**** DATA TO PROCESS
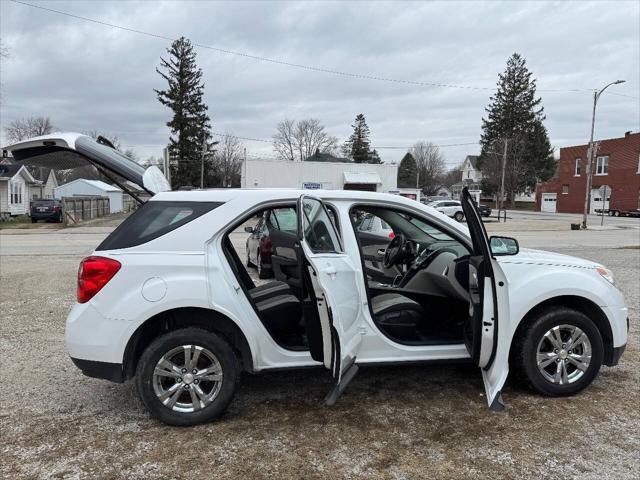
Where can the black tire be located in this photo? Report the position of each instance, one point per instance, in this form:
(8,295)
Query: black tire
(262,272)
(525,351)
(163,344)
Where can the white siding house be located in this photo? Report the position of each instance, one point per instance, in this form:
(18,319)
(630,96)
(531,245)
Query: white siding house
(16,186)
(319,175)
(83,187)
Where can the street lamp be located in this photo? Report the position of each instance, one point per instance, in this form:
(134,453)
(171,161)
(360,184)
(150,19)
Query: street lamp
(591,151)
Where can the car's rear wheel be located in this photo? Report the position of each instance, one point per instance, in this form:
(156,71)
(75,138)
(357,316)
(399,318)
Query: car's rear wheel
(187,377)
(560,353)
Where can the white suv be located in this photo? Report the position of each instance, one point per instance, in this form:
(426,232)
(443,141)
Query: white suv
(166,299)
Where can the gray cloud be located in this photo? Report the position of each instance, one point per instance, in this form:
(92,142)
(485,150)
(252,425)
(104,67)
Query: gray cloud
(87,76)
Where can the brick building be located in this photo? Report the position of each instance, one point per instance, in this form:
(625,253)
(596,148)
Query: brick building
(617,165)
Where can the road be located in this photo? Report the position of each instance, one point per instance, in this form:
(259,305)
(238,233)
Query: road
(392,422)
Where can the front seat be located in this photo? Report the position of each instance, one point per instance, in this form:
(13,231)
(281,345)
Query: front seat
(397,316)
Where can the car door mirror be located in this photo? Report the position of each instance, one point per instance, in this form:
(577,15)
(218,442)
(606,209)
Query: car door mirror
(504,246)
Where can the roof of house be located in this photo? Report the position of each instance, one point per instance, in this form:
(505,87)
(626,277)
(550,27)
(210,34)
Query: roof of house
(95,183)
(325,157)
(473,160)
(8,171)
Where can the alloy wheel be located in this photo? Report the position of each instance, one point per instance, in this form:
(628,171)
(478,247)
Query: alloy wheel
(187,378)
(563,354)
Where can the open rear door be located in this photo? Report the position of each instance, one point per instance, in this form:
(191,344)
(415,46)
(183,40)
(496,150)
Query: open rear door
(489,304)
(62,151)
(335,289)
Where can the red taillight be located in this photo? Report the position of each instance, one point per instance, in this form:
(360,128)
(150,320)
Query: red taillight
(93,274)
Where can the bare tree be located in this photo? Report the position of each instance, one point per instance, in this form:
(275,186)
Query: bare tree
(228,160)
(300,140)
(24,128)
(431,166)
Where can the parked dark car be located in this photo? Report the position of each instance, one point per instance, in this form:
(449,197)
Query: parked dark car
(47,209)
(259,249)
(485,210)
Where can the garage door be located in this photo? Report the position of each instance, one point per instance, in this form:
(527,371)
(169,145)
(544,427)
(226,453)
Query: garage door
(549,201)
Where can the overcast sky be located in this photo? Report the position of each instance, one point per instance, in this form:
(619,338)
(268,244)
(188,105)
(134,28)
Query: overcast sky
(87,76)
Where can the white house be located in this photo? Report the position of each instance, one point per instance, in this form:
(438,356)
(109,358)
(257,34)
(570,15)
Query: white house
(319,175)
(83,187)
(17,187)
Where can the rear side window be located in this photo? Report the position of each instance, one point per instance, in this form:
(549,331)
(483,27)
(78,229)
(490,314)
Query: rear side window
(153,220)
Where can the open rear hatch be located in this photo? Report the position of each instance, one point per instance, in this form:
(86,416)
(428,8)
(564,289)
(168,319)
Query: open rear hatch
(63,151)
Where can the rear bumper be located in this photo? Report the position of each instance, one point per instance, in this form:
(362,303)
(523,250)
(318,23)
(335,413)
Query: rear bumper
(104,370)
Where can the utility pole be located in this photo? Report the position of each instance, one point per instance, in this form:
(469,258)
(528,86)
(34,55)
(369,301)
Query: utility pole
(504,165)
(204,152)
(591,153)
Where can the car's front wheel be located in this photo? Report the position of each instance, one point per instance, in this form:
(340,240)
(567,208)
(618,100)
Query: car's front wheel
(560,353)
(187,377)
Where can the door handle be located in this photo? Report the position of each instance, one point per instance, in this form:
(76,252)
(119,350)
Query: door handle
(331,271)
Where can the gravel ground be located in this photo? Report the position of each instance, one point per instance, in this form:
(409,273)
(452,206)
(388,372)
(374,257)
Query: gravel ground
(392,422)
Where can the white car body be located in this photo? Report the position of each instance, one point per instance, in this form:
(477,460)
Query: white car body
(187,268)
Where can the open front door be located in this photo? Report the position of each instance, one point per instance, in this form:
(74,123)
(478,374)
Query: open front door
(63,151)
(335,289)
(486,342)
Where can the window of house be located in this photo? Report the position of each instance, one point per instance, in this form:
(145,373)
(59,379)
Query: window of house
(16,193)
(602,165)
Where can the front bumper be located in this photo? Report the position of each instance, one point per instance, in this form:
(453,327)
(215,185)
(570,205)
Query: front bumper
(107,371)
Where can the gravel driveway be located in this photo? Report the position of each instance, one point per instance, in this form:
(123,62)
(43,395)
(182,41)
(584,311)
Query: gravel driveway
(392,422)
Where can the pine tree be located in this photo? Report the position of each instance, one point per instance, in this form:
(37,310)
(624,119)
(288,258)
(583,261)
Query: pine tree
(190,125)
(357,147)
(517,115)
(407,172)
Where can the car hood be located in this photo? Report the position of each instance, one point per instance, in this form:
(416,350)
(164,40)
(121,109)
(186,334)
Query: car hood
(541,257)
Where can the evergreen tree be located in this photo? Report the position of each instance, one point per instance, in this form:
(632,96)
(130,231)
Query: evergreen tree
(357,147)
(407,172)
(517,115)
(190,125)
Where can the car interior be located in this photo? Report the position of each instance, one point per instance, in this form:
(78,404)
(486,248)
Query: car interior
(417,276)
********
> **EXERCISE DIRECTIONS**
Copy out every item above word for word, leaving out the pictures.

> **EXERCISE ANSWER**
Where can the black tire be located in this photo? Report the position of each instance, one point per instance, in this form:
(8,295)
Query: black tire
(262,272)
(525,351)
(163,344)
Where can the white siding house be located in this photo? Report the position of each instance, one point per instance, in this form:
(18,319)
(630,96)
(531,245)
Query: white siding house
(16,186)
(319,175)
(83,187)
Where can the street lamp be located in this photo? Report the position of each instance, one point per instance, in this form:
(134,453)
(171,161)
(360,184)
(150,19)
Query: street lamp
(591,151)
Where can the car's rear wheel be located in this photo? Report the position of each instance, one point per instance, in this form:
(156,71)
(75,138)
(357,316)
(399,318)
Query: car's rear wheel
(187,377)
(560,353)
Where can the white suv be located in this photo? Report the position of each instance, one point per instance, in this form:
(426,232)
(443,141)
Query: white suv
(166,299)
Where can the gray cloud be located in this photo? Report the position of each instance, one point per instance, in this form:
(92,142)
(485,150)
(252,425)
(104,67)
Query: gray cloud
(87,76)
Where can the brick building be located in this photo? Report the position of each instance, one point per instance, in this form:
(625,253)
(596,148)
Query: brick building
(617,165)
Where can the road be located in this photo? Report the position of each instance, one point per instance, in this form:
(259,305)
(238,233)
Query: road
(392,422)
Where can the front seat be located in this photo? Report the position of each instance, one point per instance, in this form:
(13,231)
(281,345)
Query: front seat
(397,316)
Where can the car door mirror be located in this photo? Report the position of each instance, one point per instance, in this form:
(577,15)
(218,442)
(606,209)
Query: car door mirror
(504,246)
Where can the roof of house be located in this photo? Report the position of each instance, one point per instance, in this form:
(505,87)
(626,277)
(550,27)
(210,34)
Query: roof of house
(95,183)
(325,157)
(473,160)
(8,171)
Where can the alloy wheel be located in this photo? Report the position of each instance, one point per instance, in this form:
(628,171)
(478,247)
Query: alloy wheel
(187,378)
(563,354)
Where can the open rear door be located in this photo? Report the position of each instance, one point per instance, in this form:
(191,344)
(415,46)
(183,40)
(496,150)
Query: open rear door
(489,304)
(62,151)
(335,289)
Where can the red taillight be located in this photo? Report the position of each instance, one point per instance, in this form:
(360,128)
(150,320)
Query: red taillight
(93,274)
Where can the bare tree be located in this photo? Report the position of each instance, one point per instance, in this form:
(275,186)
Query: bare tree
(228,160)
(300,140)
(24,128)
(431,166)
Where can the parked dark car be located in this photo? Report the position of each instance, one point per instance, in this form:
(449,197)
Query: parked dark car
(47,209)
(259,249)
(485,210)
Where can the garage door be located in this photo? Report the position of each instance, one point per instance, in this form:
(527,371)
(169,145)
(544,427)
(226,453)
Query: garage door
(549,201)
Where can the overcast sky be located in this photo? Report the position of each instance, one point per instance, in this form:
(619,338)
(268,244)
(188,105)
(134,28)
Query: overcast sky
(87,76)
Where can the white house be located in this photo? Report the position of each instance, one point per instance, in this form:
(438,356)
(109,358)
(257,34)
(570,15)
Query: white house
(319,175)
(83,187)
(17,187)
Where can the rear side window be located in this photo? Report the position of each instance, one point per instance, in this form:
(549,331)
(483,27)
(78,229)
(490,314)
Query: rear side window
(153,220)
Where can the open rear hatch be located in this photo? Report the position of each instance, one point per instance, in this form:
(86,416)
(428,8)
(564,289)
(168,319)
Query: open rear hatch
(63,151)
Where can the rear bumper be located in this photo? Report the position of each instance, one point per instance, in this form:
(362,303)
(523,250)
(318,23)
(335,413)
Query: rear bumper
(104,370)
Where can the utility pole be located in this photo? Report the position of each instance, one point per instance, in this form:
(469,258)
(528,86)
(34,55)
(369,301)
Query: utility pole
(504,165)
(204,152)
(591,153)
Where can the car's front wheel be located in this photo? Report the position of each instance, one point per instance, in this form:
(340,240)
(567,208)
(618,100)
Query: car's front wheel
(560,353)
(187,377)
Where can the door handle be located in this photo? Report the position of each instance, one point per instance, in this form:
(76,252)
(119,350)
Query: door handle
(331,271)
Where can the gravel ground be located in this photo? Report the position of each instance, one point per instance, in this form:
(409,273)
(452,206)
(388,372)
(374,257)
Query: gravel ground
(392,422)
Where can the white car body be located in this photo? Report the position of each instance, one point per instance, in this form:
(477,460)
Query: white car body
(187,268)
Where can the open front door be located in this photo? Report the position of each instance, one point per instance, in this form:
(74,123)
(478,374)
Query: open front door
(63,151)
(335,289)
(486,342)
Where can the window of house be located in this photo? Report the position of each instance, one point per instance, in this form:
(145,373)
(59,379)
Query: window of house
(16,193)
(602,165)
Where can the front bumper be located in this photo? Report the position of each instance, one point per instance, in this form:
(453,327)
(215,185)
(570,205)
Query: front bumper
(107,371)
Where can the gravel driveway be located in this photo? Report the position of each instance, one point per instance, in this form:
(123,62)
(43,395)
(182,41)
(584,311)
Query: gravel driveway
(392,422)
Where can the pine tree be located in this photo? Report the position of each instance, one point per instance, in this form:
(37,310)
(624,119)
(288,258)
(583,261)
Query: pine tree
(190,125)
(357,147)
(517,115)
(407,172)
Where can the car hood be located in this photo? Report the position of each instance, one point per instance, in this form:
(416,350)
(164,40)
(121,109)
(186,334)
Query: car hood
(541,257)
Where can the evergreen tree be located in this photo? Report the position of each instance, one point per instance, in this form:
(632,96)
(130,231)
Query: evergreen tree
(357,147)
(407,172)
(517,115)
(190,125)
Where can the car interior be located in this photo? Report the position of each instance, one point per instance, in this form:
(78,404)
(486,248)
Query: car interior
(417,276)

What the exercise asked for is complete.